● AIM OF THE EXERCISE
Read through the entries below and copy each line where "query" turns up.

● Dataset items
>>>>

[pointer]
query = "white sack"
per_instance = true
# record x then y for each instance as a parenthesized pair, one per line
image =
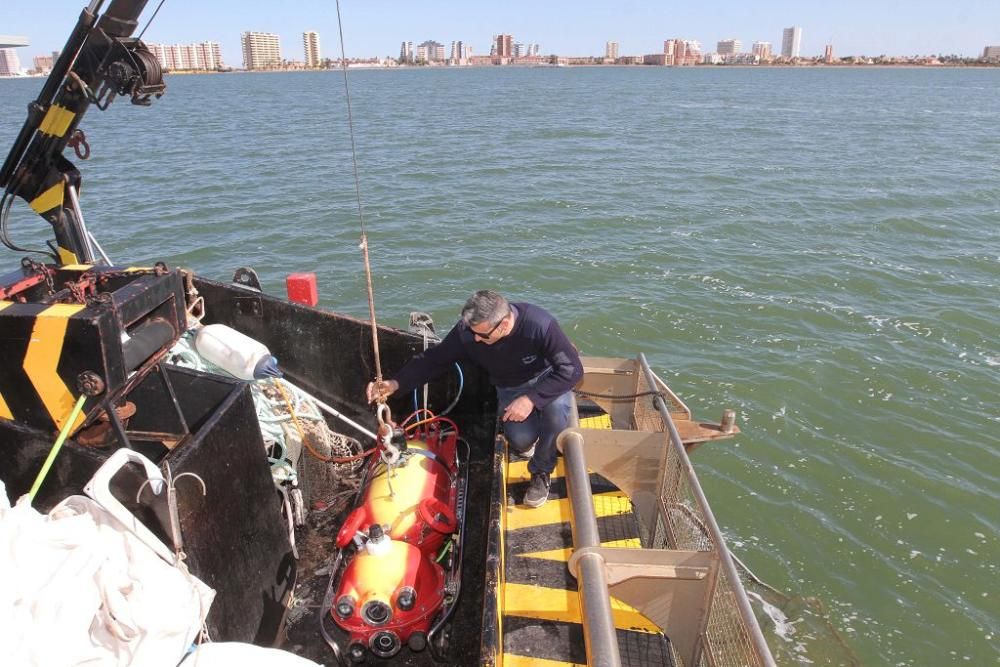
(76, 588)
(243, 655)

<<<<
>>>>

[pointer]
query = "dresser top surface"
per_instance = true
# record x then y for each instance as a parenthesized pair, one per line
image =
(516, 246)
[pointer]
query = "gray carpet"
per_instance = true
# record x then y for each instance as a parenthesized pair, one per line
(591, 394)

<<<<

● TASK ANSWER
query = "white sack"
query = "dresser top surface"
query = "gray carpet"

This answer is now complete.